Pointing and labeling entries ->
▬▬▬▬▬▬
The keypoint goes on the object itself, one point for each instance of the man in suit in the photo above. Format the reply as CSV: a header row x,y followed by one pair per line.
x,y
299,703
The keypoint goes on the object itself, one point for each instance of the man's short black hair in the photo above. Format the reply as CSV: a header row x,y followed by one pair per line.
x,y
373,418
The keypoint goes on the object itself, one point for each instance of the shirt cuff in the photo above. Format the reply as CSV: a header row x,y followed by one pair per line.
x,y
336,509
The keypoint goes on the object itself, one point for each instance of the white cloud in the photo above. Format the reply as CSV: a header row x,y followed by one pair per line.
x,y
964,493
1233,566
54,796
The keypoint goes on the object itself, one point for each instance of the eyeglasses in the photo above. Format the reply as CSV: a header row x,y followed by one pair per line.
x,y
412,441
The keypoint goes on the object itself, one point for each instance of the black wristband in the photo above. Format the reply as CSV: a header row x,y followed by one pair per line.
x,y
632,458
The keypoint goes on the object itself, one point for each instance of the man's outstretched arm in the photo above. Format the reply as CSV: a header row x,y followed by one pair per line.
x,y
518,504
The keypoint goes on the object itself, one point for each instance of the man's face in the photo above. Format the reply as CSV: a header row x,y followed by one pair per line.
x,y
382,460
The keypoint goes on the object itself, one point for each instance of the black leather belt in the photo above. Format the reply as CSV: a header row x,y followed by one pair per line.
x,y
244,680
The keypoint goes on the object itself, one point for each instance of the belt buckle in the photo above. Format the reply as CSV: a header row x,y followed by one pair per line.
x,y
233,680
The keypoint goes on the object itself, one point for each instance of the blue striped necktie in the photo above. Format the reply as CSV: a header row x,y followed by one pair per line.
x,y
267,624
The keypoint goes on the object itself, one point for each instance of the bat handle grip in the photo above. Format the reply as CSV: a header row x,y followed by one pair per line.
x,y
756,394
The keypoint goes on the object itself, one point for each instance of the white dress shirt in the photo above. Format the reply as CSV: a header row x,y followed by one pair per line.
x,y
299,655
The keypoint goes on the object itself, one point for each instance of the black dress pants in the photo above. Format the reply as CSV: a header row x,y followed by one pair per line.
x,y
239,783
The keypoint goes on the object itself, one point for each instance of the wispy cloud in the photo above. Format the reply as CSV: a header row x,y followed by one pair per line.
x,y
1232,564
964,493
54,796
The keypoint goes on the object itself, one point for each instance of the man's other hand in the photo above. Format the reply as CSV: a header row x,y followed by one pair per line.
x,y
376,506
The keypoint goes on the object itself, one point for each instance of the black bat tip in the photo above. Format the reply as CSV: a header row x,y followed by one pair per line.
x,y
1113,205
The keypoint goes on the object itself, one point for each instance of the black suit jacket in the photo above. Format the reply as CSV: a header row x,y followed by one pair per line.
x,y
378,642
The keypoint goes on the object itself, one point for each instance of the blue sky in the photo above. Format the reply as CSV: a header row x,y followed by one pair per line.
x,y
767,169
▬▬▬▬▬▬
Rescale the entries from the line with "the blue striped" up to and including the last line of the entries. Reproduce every one of those lines, requests included, with each x and y coordinate in the answers multiplied by 0.3 and rounded to a whole number (halves round up), and give only those lines.

The keypoint goes on the object itself, one point for each instance of the blue striped necktie in the photo above. Format the reply as CSV: a header row x,y followed by one pair per line.
x,y
80,187
The keypoint goes on the object itself, one point for each instance of the bat handle grip in the photo above. Format the reply as CSV: a header row x,y followed by one pair per line.
x,y
227,118
The keypoint goes on the object itself, one point for each instance of the white dress shirt in the photo above. Format the reply as CSV: a header row x,y followed by one pair per line.
x,y
90,197
The keypoint goes on the object itself, one point for each instance of the black dress pants in the photo above. Format the reply as CSV: a header row x,y followed by one pair per line.
x,y
72,235
The keypoint goes on the object itself, one point for each instance of the wispy cloud in the photo above. Format the reply as CSV: a header row x,y followed by one pair per line.
x,y
370,169
289,148
16,239
The keypoint goes on the object itself, one point for each instance of the man's other hand in the photo above. Format the reply as CSV: a header row x,y followed by one pair per line.
x,y
113,152
The keypoint goes on the object itself, one point for each instance of the black bat tip in the photo above. Format the reply as CSV: a header row x,y followed by one pair per line.
x,y
334,62
The keypoint goes on the object itself, one point for each instance of the black suit jacket in the photo above. Format the reply as CSV: a header row x,y followed by one pair per line.
x,y
113,193
The keypoint goes on the object itself, one point for each instance of the blue sky in the photo above. Format the reply as CSV: a header row x,y followed by one pair per line.
x,y
230,51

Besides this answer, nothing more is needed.